- [TRY IT]
Omit the pictures and return every entry exactly as written.

Stored records:

== Segment start ==

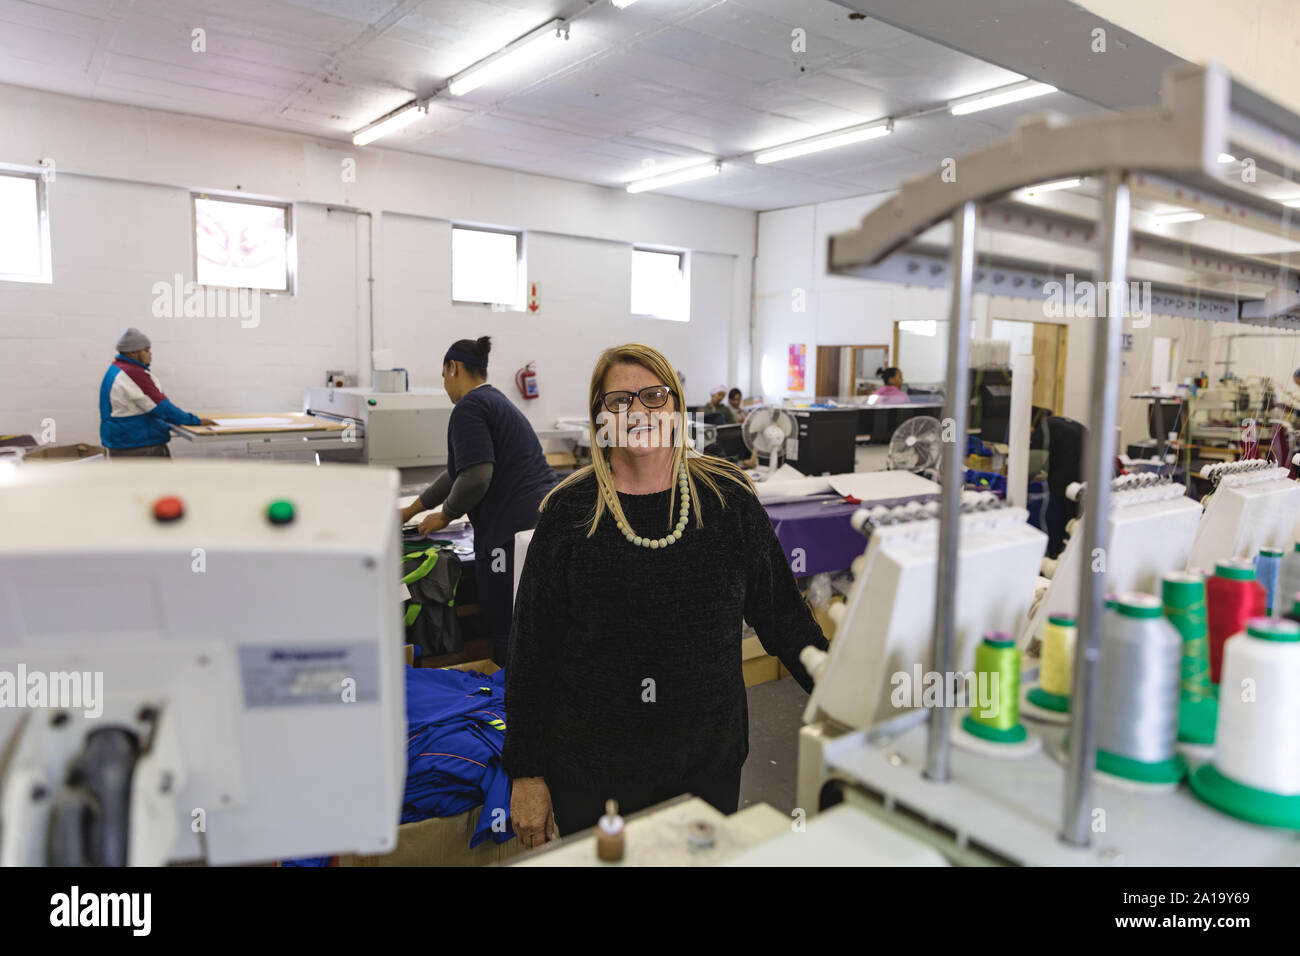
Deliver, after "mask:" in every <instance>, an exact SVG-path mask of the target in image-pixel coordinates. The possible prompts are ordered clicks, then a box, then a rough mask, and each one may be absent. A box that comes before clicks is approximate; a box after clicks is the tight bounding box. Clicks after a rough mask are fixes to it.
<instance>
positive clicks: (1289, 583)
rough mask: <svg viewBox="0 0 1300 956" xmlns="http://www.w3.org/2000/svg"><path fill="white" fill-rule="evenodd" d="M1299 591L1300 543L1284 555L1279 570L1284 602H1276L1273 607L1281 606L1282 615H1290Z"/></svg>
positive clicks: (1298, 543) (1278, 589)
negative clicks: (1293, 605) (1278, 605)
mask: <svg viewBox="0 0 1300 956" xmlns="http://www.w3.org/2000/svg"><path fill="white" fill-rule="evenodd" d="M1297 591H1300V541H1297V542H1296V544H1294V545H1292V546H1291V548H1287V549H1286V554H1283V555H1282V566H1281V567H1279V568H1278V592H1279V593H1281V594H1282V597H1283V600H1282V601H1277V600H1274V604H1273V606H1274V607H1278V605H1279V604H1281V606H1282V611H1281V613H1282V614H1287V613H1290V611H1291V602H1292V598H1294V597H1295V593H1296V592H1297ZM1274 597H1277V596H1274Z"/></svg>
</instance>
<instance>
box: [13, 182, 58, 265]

== Segment end ==

- [THE ANSWER]
Deliver, after "mask:" in every <instance>, an exact SVG-path mask of the target in image-pixel coordinates. The possible prompts are ordered clicks, then a box, then a rough mask, and each one may be absent. A box that comes before clicks is approximate; a box after clicks is the tight bounding box. Clicks after a rough mask are fixes to it.
<instance>
positive clicks: (1289, 583)
rough mask: <svg viewBox="0 0 1300 956" xmlns="http://www.w3.org/2000/svg"><path fill="white" fill-rule="evenodd" d="M1299 591L1300 543L1284 555L1279 570L1284 602H1276L1273 607L1281 606L1282 615H1290Z"/></svg>
positive clicks: (1298, 543) (1278, 589)
negative clicks: (1293, 605) (1278, 605)
mask: <svg viewBox="0 0 1300 956" xmlns="http://www.w3.org/2000/svg"><path fill="white" fill-rule="evenodd" d="M1297 591H1300V541H1297V542H1296V544H1294V545H1292V546H1291V548H1287V549H1286V554H1283V555H1282V566H1281V567H1279V568H1278V592H1279V593H1281V594H1282V597H1283V600H1282V601H1277V600H1274V604H1273V606H1274V607H1278V605H1279V604H1281V606H1282V611H1281V613H1282V614H1287V613H1290V611H1291V602H1292V598H1294V597H1295V593H1296V592H1297ZM1274 597H1277V596H1274Z"/></svg>
</instance>
<instance>
box: [13, 182, 58, 265]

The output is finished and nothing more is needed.